WRITTEN REQUEST 1 -
Answer these questions about the comments on Ornette's band:
(a) How many bass players does the first comment mention?
(b) What flaw does Rod Warner find in the recording of Sound Grammar?
(c) Which group does the anonymous commenter say is playing in London next week?

DOCUMENT EXTRACT -
********************
You're right when you say that Ornette's band is really an accumulation of all of his experiments over the years. I was struck by just how well the three bass players worked and how much this contributed to a sense of really independent harmony which Ornette seemed totally at ease navigating. Equally, I remember the last time I saw him being blown away by the synthesis between him and Denardo, they really play as if they were almost one, it's quite extraordinary. Having seen them live together, I see the 'Empty Foxhole' in completely another way. It's a shame that I still don't think 'Sound Grammar' captures the group at their best. I really hope they release another record off the back of this tour.

Rod Warner said...

I have a theory that tries to link Ornette to the Texas musics of Bob Wills and company - western swing was an amalgamation of different styles piled on top of each other - country, big band swing, blues etc - and the implied freedoms of blues singers like Lightning Hopkins - may be a bit far-fetched but fun! I agree about his relationship with Denardo - I saw him a couple of years back (were we at the same gig?) and felt the same - Now that Ornette doesn't solo so much at length, he lets his band play for him - held together by Denardo at the back and the guv'nor at the front. I do like Sound Grammar (intend to put up a track later today or tomorrow in a mini-celebration)-but the recording is not as good as it could be - drums are muddied. They really should record this band though!

Anonymous said...

I would have loved to have seen Wolf Eyes (who are playing in London next week) on Sunday night, with Braxton sitting in - now that would have been awesome!

Rod Warner said...

'Black Vomit!'

Rod Warner said...

... next week? Must try to get there...unless they are up hyere as well - better check!

Sheesh Kabeesh said...
********************
(Excerpts from a detection dataset)
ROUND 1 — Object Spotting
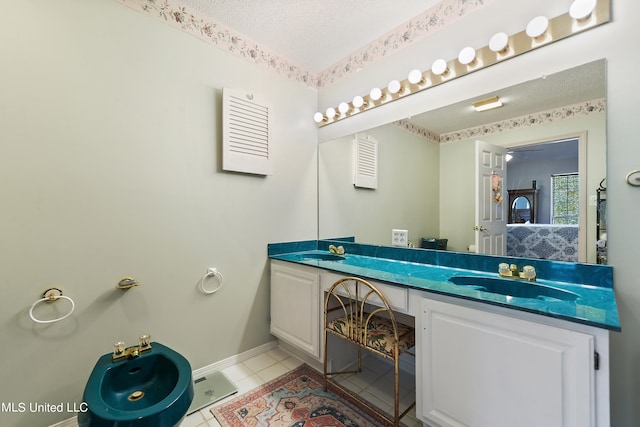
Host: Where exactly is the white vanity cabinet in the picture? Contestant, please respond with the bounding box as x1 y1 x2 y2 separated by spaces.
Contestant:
416 298 609 427
271 260 321 360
********************
WRITTEN REQUEST 2 - Reproduce the whole dataset listing word for word, omitting the pictures.

SOLUTION 1 -
(a) Three.
(b) The drums are muddied.
(c) Wolf Eyes.

SOLUTION 2 -
ROUND 1 — Object Spotting
Host: Where exactly is the white vanity cabinet in the picture? Contestant, please respond with the bounding box as x1 y1 x2 y2 separated by spaces.
Contestant:
416 298 609 427
271 260 321 360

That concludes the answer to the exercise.